- **WORK TO COMPLETE**
Rewrite all of the data below, changing every occurrence of "trace the outline" to "draw the outline" and leaving everything else as it is. Omit the pictures from your answer.

** Start of THE RECORDS **

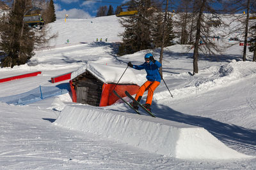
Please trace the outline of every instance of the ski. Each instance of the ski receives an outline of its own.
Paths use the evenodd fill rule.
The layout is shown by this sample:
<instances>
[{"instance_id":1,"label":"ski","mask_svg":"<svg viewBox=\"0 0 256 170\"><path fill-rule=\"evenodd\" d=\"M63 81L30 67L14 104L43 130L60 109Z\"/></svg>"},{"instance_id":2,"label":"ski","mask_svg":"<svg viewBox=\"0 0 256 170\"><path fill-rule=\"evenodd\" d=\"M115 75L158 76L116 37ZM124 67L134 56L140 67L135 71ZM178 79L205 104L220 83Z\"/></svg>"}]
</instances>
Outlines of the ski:
<instances>
[{"instance_id":1,"label":"ski","mask_svg":"<svg viewBox=\"0 0 256 170\"><path fill-rule=\"evenodd\" d=\"M126 104L127 104L129 106L130 106L130 108L132 108L136 113L137 113L139 114L139 115L141 115L141 114L140 113L140 112L139 112L137 110L134 109L134 108L132 106L132 105L131 105L128 102L125 101L123 98L122 98L121 96L120 96L118 95L118 94L115 90L113 90L113 92L114 92L115 95L117 96L117 97L118 97L119 99L120 99L121 100L122 100Z\"/></svg>"},{"instance_id":2,"label":"ski","mask_svg":"<svg viewBox=\"0 0 256 170\"><path fill-rule=\"evenodd\" d=\"M154 115L154 114L151 111L146 109L140 103L140 102L137 101L134 98L133 98L133 97L127 91L125 91L125 94L126 96L127 96L128 97L129 97L134 102L137 103L138 106L140 106L141 108L143 108L149 115L150 115L152 117L156 117L156 116Z\"/></svg>"}]
</instances>

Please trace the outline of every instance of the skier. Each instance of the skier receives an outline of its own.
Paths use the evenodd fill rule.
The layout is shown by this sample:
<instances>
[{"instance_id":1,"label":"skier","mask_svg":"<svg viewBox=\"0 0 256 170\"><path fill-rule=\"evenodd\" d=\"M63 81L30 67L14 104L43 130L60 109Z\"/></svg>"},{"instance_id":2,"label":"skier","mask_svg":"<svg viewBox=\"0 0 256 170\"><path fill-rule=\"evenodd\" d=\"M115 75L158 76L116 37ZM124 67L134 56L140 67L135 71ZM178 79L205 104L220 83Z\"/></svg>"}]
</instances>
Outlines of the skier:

** End of THE RECORDS **

- **TASK RESPONSE**
Please draw the outline of every instance of the ski. Each instance of the ski receives an outline of its own.
Paths use the evenodd fill rule.
The layout is shown by this sample:
<instances>
[{"instance_id":1,"label":"ski","mask_svg":"<svg viewBox=\"0 0 256 170\"><path fill-rule=\"evenodd\" d=\"M63 81L30 67L14 104L43 130L60 109Z\"/></svg>"},{"instance_id":2,"label":"ski","mask_svg":"<svg viewBox=\"0 0 256 170\"><path fill-rule=\"evenodd\" d=\"M115 75L158 76L116 37ZM124 67L134 56L140 67L135 71ZM178 79L205 104L220 83Z\"/></svg>"}]
</instances>
Outlines of the ski:
<instances>
[{"instance_id":1,"label":"ski","mask_svg":"<svg viewBox=\"0 0 256 170\"><path fill-rule=\"evenodd\" d=\"M126 104L127 104L129 106L130 106L130 108L132 108L136 113L137 113L139 114L139 115L141 115L141 114L140 113L140 112L139 112L137 110L134 109L134 108L132 106L132 105L131 105L128 102L125 101L123 98L122 98L121 96L120 96L118 95L118 94L115 90L113 90L113 92L114 92L115 95L117 96L117 97L118 97L119 99L120 99L121 100L122 100Z\"/></svg>"},{"instance_id":2,"label":"ski","mask_svg":"<svg viewBox=\"0 0 256 170\"><path fill-rule=\"evenodd\" d=\"M154 115L154 114L151 111L146 109L140 103L140 102L137 101L134 98L133 98L133 97L127 91L125 91L125 94L126 96L127 96L128 97L129 97L134 102L137 103L138 106L140 106L141 108L143 108L149 115L150 115L152 117L156 117L156 116Z\"/></svg>"}]
</instances>

Please draw the outline of every instance of the skier. Each instance of the skier receives an outline of its own.
Paths use the evenodd fill rule.
The layout is shown by this sample:
<instances>
[{"instance_id":1,"label":"skier","mask_svg":"<svg viewBox=\"0 0 256 170\"><path fill-rule=\"evenodd\" d=\"M63 81L30 67L14 104L43 130L60 109Z\"/></svg>"},{"instance_id":2,"label":"skier","mask_svg":"<svg viewBox=\"0 0 256 170\"><path fill-rule=\"evenodd\" d=\"M115 75L158 76L116 37ZM124 67L134 56L140 67L135 71ZM178 79L205 104L220 83Z\"/></svg>"}]
</instances>
Outlines of the skier:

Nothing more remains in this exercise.